Dataset entries
■ ■ ■ ■

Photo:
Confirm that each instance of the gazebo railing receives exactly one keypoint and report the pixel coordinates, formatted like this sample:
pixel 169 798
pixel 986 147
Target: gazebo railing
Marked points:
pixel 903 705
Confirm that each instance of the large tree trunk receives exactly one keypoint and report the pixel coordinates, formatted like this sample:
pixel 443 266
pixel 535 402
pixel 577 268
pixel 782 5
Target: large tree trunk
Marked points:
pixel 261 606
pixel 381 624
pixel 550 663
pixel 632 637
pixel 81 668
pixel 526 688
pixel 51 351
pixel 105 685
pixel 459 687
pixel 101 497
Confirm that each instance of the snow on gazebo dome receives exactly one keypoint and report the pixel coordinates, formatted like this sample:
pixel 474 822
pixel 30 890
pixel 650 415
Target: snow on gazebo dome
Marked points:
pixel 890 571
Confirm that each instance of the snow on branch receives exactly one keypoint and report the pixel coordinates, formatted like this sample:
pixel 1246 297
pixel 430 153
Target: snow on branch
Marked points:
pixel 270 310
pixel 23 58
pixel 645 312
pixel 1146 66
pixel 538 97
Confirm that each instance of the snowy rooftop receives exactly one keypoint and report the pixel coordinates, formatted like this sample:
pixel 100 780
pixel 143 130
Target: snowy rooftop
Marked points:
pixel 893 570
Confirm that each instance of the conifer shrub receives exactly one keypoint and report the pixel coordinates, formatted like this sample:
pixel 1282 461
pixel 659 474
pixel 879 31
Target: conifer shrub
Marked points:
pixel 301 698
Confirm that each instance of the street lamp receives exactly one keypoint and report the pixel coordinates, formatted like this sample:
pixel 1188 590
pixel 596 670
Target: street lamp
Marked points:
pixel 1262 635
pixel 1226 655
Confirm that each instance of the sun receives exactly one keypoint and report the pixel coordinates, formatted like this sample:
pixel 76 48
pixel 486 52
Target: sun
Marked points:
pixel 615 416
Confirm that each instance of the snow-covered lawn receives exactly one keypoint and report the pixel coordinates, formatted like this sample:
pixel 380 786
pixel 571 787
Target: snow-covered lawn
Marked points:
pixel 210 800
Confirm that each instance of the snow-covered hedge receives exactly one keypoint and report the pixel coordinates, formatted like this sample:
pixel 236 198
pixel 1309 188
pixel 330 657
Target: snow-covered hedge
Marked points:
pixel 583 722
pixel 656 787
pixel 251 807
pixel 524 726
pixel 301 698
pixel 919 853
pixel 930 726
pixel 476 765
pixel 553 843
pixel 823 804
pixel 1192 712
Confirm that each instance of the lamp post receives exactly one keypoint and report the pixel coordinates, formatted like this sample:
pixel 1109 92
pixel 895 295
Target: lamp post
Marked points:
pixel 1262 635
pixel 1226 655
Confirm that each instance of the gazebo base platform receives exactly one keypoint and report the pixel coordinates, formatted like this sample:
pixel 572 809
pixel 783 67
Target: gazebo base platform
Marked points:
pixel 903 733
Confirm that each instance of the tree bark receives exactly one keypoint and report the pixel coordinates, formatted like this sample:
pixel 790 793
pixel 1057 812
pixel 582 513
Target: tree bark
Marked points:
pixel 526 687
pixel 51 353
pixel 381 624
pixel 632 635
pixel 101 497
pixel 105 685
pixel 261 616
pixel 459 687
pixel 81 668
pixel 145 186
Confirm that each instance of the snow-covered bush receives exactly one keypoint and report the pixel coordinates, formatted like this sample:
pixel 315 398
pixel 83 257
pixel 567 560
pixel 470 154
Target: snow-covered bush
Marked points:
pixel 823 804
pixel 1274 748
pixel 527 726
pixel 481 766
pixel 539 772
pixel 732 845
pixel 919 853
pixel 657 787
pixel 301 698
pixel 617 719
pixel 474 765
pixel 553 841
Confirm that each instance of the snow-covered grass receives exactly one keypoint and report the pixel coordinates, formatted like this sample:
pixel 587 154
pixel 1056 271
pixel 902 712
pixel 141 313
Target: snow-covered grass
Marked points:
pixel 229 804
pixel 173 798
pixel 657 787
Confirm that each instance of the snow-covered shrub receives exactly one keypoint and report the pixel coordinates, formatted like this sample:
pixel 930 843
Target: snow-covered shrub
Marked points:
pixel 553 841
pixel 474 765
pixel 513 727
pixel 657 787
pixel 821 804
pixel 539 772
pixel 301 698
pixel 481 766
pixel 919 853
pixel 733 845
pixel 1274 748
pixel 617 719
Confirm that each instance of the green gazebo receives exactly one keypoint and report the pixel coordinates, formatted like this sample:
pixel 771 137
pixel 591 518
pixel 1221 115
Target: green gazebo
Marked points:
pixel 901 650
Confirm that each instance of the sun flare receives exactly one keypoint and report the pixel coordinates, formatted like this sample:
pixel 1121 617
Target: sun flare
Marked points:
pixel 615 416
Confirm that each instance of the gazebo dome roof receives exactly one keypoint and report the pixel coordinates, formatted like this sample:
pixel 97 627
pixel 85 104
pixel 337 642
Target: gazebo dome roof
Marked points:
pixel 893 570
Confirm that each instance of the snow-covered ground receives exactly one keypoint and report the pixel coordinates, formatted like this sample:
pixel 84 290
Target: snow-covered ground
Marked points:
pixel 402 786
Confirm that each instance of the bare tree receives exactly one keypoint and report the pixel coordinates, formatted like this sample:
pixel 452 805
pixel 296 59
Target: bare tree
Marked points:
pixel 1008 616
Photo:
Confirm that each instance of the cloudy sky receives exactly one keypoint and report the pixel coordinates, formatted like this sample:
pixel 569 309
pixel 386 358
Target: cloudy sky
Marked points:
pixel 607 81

■ ■ ■ ■

**What to produce:** Write all the records out again. Nothing may differ from the original.

**Reply to the task:**
Photo:
Confirm that each instance of the gazebo railing receives exactly one keypoint and report the pixel coordinates, formatted like this sample:
pixel 169 798
pixel 986 147
Target: gazebo railing
Marked points:
pixel 903 705
Confirm that each instance of the large tree trunk receives exactly one keypoint and report the pixel coordinates, formatted like this sample:
pixel 443 266
pixel 535 402
pixel 577 268
pixel 782 5
Target: large tree trunk
Marked points:
pixel 261 606
pixel 381 624
pixel 550 663
pixel 632 637
pixel 81 668
pixel 526 688
pixel 51 351
pixel 105 685
pixel 459 687
pixel 101 497
Confirm that each instance of the snow on gazebo dome receives exactly one keypoint and report the pixel coordinates, formatted like this sample:
pixel 474 822
pixel 30 890
pixel 650 415
Target: snow on gazebo dome
Marked points:
pixel 890 571
Confirm that each instance of the snow on branch receives exactly one keypoint and report the pixel coordinates, formatted like this sample:
pixel 1246 297
pixel 430 153
Target: snow on branch
Marked points:
pixel 270 310
pixel 23 58
pixel 645 312
pixel 1146 66
pixel 538 97
Confirm that each instance of the snowy rooftop receives exactly one keypoint and report the pixel coordinates, formatted like this sample:
pixel 100 780
pixel 143 130
Target: snowy rooftop
Marked points:
pixel 893 570
Confirm that each instance of the conifer shrub receives exactly one keypoint and report the pixel coordinates, formatted like this sample:
pixel 1282 461
pixel 659 474
pixel 879 31
Target: conifer shrub
Marked points:
pixel 301 698
Confirm that each instance of the street lamp receives exactly one keypoint and report the pixel coordinates, formatted like this sample:
pixel 1188 590
pixel 596 670
Target: street lamp
Marked points:
pixel 1262 635
pixel 1226 655
Confirm that each instance of the sun receives exactly one keypoint and report the pixel coordinates, formatted like this sample:
pixel 76 48
pixel 486 52
Target: sun
Marked points:
pixel 615 416
Confirm that each instance of the snow-covered lawn receives exactly one keypoint and report the pixel coordinates, formatted like this sample:
pixel 380 786
pixel 571 787
Target: snow-covered lawn
Marked points:
pixel 210 800
Confirm that each instance of the snow-covered hedge receives exactly one keypoint and report the pixel coordinates, formatted like this sample:
pixel 236 198
pixel 1309 188
pixel 330 657
Target: snow-covered hedge
Marked points:
pixel 583 722
pixel 656 787
pixel 251 807
pixel 524 726
pixel 301 698
pixel 919 853
pixel 930 726
pixel 476 765
pixel 553 843
pixel 823 804
pixel 1192 712
Confirm that each instance of the lamp post receives exactly one keypoint and report the pixel coordinates, formatted like this sample:
pixel 1109 92
pixel 895 295
Target: lamp post
Marked points:
pixel 1262 635
pixel 1226 655
Confirm that each instance of the gazebo base platform receives exactly one keypoint and report the pixel coordinates, formatted like this sample:
pixel 572 809
pixel 783 67
Target: gazebo base platform
Marked points:
pixel 903 733
Confirm that each instance of the tree bark receives exactly one keypoint and report the pixel coordinates, formatted like this sample:
pixel 790 793
pixel 1057 812
pixel 582 513
Target: tree bark
Marked points:
pixel 526 687
pixel 51 353
pixel 381 624
pixel 632 635
pixel 101 497
pixel 105 685
pixel 261 616
pixel 459 687
pixel 81 668
pixel 145 186
Confirm that each instance of the snow-covered bush receives exactly one keypoint and report the pixel coordinates, formatted like this sample:
pixel 315 398
pixel 83 257
pixel 567 560
pixel 470 154
Target: snow-covered bush
Marked points:
pixel 823 804
pixel 1274 748
pixel 527 726
pixel 481 766
pixel 539 772
pixel 732 845
pixel 919 853
pixel 657 787
pixel 301 698
pixel 617 719
pixel 474 765
pixel 553 841
Confirm that each instance of the snow-covered grass receives exactly one keypoint and report the pixel coordinates, formatted like this sample:
pixel 587 154
pixel 1056 271
pixel 902 712
pixel 141 313
Target: snow-covered grass
Marked points:
pixel 229 804
pixel 173 798
pixel 657 787
Confirm that each instance of the snow-covered shrub receives exactly one keypoint and report the pixel coordinates, formatted like this sample:
pixel 930 843
Target: snow-covered shrub
Marked points:
pixel 553 841
pixel 474 765
pixel 513 727
pixel 657 787
pixel 821 804
pixel 539 772
pixel 301 698
pixel 481 766
pixel 919 853
pixel 733 845
pixel 1274 748
pixel 617 719
Confirm that each instance of the green gazebo receives exactly one keypoint and report the pixel coordinates, formatted like this sample:
pixel 771 137
pixel 591 518
pixel 1221 115
Target: green gazebo
Marked points:
pixel 901 650
Confirm that each instance of the sun flare receives exactly one keypoint and report the pixel coordinates, formatted like this sample:
pixel 1121 617
Target: sun flare
Marked points:
pixel 615 416
Confirm that each instance of the gazebo dome roof receives exactly one keypoint and report the pixel coordinates, formatted like this sample:
pixel 97 627
pixel 85 104
pixel 337 642
Target: gazebo dome roof
Marked points:
pixel 893 570
Confirm that each instance of the snow-covered ground receives exactly one keypoint and report the pixel coordinates, formatted like this sample:
pixel 84 290
Target: snow-covered ground
Marked points:
pixel 402 786
Confirm that each instance of the bare tree receives exactly one keypoint and report the pixel coordinates, formatted like this sample:
pixel 452 805
pixel 296 59
Target: bare tree
Marked points:
pixel 1008 616
Photo:
Confirm that each instance of the cloudy sky receives exactly one keypoint and report the pixel coordinates, formatted like this sample:
pixel 569 309
pixel 386 358
Target: cloudy sky
Marked points:
pixel 607 81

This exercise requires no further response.